PROMPT:
Please rewrite the records from the start through the line that contains "[(1047, 297)]", inclusive, with "corridor tally" changed to "hallway count" and everything else left as it is.

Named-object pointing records
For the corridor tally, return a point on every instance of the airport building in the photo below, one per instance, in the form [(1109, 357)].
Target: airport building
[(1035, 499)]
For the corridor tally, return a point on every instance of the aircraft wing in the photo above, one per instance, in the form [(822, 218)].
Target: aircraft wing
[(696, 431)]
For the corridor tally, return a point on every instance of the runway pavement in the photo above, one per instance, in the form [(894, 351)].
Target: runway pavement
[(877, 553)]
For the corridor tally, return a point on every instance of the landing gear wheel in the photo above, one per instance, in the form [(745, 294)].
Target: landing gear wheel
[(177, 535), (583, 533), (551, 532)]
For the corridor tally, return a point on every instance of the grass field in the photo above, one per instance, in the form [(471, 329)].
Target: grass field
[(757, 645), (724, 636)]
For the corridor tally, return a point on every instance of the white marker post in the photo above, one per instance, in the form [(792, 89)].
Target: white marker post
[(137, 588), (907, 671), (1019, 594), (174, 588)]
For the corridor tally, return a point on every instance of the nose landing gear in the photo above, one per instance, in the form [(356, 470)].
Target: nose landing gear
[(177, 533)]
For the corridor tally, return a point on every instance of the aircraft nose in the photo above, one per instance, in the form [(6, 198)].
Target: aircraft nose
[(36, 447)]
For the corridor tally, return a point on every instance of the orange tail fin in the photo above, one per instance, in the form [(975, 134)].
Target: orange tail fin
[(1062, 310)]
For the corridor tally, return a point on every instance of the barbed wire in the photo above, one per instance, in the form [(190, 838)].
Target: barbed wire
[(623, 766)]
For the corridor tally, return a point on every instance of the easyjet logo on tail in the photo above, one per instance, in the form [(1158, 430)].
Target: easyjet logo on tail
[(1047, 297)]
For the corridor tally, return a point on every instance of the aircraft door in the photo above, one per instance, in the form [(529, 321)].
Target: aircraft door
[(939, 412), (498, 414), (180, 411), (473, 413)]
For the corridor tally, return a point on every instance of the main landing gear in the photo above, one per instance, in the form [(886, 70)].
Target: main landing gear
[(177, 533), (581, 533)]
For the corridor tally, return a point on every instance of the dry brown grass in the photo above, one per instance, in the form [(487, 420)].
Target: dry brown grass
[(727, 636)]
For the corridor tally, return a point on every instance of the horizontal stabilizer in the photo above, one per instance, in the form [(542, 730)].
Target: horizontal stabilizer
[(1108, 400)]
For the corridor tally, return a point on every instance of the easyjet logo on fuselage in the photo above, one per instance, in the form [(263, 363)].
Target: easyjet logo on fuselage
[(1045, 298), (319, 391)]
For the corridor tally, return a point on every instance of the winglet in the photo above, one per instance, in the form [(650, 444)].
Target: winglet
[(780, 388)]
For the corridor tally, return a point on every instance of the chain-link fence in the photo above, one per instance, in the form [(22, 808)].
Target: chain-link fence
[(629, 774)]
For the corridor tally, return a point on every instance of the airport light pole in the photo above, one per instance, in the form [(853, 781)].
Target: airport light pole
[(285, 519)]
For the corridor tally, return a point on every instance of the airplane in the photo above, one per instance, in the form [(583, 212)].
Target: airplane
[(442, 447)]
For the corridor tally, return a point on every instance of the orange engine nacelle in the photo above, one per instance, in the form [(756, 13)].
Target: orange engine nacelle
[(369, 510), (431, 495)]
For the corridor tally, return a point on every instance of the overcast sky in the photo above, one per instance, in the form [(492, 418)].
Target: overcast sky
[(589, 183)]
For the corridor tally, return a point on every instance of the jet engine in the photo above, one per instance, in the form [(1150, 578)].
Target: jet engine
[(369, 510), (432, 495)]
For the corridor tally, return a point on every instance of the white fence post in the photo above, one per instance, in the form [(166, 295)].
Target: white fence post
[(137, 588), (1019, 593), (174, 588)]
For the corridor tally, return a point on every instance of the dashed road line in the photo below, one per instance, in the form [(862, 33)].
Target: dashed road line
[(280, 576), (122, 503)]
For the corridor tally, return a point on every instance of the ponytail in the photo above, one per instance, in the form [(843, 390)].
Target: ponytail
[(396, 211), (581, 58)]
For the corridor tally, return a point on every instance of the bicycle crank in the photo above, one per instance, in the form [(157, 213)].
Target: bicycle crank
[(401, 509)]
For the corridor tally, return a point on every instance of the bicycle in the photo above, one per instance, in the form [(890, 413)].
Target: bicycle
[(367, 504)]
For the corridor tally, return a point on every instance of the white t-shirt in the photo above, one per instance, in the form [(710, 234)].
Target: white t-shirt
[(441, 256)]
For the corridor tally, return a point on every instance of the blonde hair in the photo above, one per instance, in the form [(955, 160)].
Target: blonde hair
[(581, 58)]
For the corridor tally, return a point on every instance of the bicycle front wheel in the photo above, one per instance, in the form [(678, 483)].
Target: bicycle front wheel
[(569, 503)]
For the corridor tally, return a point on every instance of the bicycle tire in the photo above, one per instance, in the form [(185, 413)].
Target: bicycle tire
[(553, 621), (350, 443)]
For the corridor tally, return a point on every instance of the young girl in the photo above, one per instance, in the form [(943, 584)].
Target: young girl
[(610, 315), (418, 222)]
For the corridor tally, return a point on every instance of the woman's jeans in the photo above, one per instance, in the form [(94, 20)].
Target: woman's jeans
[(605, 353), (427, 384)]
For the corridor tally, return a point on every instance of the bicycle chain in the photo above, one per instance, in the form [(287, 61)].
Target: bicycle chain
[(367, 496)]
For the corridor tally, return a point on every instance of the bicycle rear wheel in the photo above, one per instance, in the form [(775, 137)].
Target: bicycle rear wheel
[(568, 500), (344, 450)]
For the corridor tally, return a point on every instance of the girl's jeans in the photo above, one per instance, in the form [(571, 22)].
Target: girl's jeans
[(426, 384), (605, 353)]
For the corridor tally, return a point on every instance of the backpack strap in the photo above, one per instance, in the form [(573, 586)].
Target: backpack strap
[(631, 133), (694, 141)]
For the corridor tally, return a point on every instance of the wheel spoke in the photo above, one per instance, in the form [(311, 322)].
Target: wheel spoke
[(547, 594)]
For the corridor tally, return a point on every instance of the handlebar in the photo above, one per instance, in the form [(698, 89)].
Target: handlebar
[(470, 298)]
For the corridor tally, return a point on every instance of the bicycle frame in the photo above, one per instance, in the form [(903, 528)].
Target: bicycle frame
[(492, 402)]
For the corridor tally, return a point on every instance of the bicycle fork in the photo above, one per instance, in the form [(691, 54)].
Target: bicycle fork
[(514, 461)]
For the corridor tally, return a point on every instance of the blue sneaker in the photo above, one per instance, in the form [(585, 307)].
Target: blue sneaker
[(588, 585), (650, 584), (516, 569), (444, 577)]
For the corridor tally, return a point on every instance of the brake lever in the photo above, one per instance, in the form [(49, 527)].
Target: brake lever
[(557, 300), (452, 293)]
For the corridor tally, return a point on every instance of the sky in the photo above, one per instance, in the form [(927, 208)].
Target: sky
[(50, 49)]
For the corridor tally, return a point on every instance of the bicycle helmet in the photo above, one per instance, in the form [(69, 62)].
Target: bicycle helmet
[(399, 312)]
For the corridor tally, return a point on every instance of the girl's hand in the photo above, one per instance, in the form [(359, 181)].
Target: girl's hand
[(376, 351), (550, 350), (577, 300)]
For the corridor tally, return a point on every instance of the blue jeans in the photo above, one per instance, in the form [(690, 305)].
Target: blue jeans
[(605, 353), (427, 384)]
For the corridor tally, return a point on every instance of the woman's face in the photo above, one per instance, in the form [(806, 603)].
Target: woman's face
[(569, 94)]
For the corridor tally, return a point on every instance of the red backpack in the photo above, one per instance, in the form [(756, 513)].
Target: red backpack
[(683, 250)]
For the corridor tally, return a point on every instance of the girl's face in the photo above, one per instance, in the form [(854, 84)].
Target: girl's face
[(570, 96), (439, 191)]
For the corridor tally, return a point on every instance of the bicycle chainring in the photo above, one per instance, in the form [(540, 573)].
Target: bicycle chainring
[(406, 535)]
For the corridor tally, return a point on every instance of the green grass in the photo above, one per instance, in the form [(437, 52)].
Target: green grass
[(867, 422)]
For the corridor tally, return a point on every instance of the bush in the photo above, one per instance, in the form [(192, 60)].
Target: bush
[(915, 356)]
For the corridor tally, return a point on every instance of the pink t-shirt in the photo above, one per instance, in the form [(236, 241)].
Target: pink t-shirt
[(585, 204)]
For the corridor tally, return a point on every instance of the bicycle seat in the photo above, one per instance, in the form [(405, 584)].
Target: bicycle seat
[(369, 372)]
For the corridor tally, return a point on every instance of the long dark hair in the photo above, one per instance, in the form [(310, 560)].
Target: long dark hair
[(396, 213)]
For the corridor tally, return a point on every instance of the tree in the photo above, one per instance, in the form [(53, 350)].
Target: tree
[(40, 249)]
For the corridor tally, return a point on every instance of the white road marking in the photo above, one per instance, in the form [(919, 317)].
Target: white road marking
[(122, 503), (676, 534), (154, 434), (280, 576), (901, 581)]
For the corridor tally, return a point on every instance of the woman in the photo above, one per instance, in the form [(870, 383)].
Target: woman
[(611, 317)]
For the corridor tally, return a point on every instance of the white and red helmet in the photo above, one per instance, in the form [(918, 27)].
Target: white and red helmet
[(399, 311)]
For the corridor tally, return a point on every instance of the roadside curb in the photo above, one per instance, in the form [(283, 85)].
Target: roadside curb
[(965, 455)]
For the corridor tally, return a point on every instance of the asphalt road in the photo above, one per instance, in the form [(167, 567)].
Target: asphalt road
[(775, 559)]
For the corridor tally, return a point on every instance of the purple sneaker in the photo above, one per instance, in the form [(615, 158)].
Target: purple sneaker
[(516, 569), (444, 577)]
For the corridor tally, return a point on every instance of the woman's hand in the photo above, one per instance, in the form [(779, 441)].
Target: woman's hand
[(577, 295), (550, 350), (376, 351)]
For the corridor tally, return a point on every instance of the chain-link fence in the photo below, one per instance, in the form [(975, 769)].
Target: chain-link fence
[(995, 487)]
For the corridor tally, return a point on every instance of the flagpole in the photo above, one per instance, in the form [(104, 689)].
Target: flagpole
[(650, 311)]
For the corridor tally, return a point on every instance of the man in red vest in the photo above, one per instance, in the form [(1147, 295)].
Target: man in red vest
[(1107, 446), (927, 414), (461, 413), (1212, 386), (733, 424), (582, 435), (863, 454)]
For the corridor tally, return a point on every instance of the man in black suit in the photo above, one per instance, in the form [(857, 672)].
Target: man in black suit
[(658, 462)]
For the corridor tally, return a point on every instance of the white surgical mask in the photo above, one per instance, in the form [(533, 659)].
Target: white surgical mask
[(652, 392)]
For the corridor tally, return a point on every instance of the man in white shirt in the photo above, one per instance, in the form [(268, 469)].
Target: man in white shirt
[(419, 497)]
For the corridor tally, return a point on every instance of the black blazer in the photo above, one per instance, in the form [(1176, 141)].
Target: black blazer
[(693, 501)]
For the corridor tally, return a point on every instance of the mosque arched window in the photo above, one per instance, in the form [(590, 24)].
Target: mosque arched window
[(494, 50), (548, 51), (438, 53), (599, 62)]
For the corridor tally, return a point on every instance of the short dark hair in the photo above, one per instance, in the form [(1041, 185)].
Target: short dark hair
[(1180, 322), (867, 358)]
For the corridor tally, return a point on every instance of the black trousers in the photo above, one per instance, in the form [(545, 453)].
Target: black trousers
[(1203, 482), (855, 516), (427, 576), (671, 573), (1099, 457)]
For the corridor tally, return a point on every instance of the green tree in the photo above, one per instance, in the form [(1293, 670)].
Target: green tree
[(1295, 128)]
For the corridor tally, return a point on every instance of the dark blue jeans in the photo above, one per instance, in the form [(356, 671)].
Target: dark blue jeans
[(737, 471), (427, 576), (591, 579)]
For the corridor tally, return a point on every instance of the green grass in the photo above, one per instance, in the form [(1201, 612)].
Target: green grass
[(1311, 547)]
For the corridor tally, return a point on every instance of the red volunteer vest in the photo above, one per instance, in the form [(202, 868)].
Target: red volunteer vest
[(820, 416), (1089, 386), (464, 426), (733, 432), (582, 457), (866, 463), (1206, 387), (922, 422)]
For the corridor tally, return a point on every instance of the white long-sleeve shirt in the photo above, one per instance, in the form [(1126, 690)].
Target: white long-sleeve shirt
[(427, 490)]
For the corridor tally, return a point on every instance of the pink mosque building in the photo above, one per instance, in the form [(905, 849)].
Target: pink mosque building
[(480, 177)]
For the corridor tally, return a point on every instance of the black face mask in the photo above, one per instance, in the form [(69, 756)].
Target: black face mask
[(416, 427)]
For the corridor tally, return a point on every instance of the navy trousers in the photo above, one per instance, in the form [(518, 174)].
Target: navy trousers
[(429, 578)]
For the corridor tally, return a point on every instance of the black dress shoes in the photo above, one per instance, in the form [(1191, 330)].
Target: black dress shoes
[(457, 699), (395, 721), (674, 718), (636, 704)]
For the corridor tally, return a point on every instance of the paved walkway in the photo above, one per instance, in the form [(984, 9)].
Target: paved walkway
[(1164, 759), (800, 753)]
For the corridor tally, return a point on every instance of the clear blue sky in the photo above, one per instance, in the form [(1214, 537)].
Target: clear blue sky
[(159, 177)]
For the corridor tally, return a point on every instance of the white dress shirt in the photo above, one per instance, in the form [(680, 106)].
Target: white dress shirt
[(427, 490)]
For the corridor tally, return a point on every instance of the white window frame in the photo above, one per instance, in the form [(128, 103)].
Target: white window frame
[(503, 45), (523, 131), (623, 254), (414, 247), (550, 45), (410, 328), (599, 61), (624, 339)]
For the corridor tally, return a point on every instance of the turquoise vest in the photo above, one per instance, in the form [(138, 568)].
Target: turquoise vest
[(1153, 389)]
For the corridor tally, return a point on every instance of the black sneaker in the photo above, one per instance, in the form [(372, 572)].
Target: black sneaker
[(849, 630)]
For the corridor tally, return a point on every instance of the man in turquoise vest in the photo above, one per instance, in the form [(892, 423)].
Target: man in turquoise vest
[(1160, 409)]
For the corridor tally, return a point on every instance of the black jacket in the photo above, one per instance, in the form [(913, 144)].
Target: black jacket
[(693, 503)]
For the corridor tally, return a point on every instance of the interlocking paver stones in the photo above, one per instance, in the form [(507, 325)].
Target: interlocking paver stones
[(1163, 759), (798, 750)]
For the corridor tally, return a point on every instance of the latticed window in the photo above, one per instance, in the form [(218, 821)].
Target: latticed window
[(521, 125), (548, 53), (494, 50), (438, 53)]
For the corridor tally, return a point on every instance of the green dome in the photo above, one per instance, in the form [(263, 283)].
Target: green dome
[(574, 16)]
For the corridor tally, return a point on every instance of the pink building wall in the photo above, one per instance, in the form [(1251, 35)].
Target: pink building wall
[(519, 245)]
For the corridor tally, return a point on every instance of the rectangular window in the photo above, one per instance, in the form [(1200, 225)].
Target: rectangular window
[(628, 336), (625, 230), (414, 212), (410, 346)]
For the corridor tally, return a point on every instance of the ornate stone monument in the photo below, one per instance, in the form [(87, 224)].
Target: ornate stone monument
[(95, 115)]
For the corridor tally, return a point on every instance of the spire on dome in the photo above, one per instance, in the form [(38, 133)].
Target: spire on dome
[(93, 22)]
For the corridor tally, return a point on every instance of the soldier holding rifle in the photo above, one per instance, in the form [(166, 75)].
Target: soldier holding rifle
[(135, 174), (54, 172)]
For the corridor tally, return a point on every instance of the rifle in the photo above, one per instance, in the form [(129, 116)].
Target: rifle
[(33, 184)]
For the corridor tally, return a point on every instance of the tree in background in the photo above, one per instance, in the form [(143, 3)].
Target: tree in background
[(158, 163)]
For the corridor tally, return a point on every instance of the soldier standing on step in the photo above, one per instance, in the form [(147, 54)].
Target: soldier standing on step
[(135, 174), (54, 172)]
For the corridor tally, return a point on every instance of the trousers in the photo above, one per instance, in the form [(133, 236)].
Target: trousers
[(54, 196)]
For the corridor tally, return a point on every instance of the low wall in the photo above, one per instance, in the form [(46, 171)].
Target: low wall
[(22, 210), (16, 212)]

COMPLETED TASK:
For the hallway count, return a point on every instance of the airport building in the photo below, one per instance, in the form [(1109, 357)].
Target: airport building
[(1035, 499)]
For the hallway count, return a point on every instance of the aircraft wing in the photo above, one per instance, in the form [(822, 218)].
Target: aircraft wing
[(696, 431)]
For the hallway count, return a point on every instance of the runway pavement in the photo above, one per instance, in the form [(894, 351)].
Target: runway pavement
[(877, 553)]
For the hallway count, return a point on every instance of the landing gear wheel in the photo above, one per instance, in the form [(745, 294)].
Target: landing gear wheel
[(177, 535), (583, 533), (551, 532)]
For the hallway count, return a point on every instance of the grass field in the photo above, one per instance, in the form [(471, 329)].
Target: grass field
[(757, 645), (724, 636)]
For the hallway count, return a point on every instance of the white marker post in the photo above, one per instance, in the form [(792, 89)].
Target: white marker post
[(137, 588), (907, 671), (1019, 594), (174, 588)]
For the hallway count, return a point on every instance of the nose landing gear in the photo above, one per instance, in the form [(356, 470)].
Target: nose landing gear
[(177, 533)]
For the hallway count, return a point on every instance of the aircraft nose in the photo above, one per instance, in the form [(6, 198)].
Target: aircraft nose
[(36, 447)]
For the hallway count, return a point on every instance of the orange tail fin in the photo above, one per instance, in the form [(975, 134)].
Target: orange tail fin
[(1062, 310)]
For the hallway count, return a point on every instance of the barbed wire in the photo above, one per instance, in the form [(190, 838)].
Target: barbed wire
[(623, 766)]
For the hallway count, return a point on every instance of the easyjet logo on tail in the photo above, one per instance, in the form [(1158, 430)].
Target: easyjet logo on tail
[(1047, 297)]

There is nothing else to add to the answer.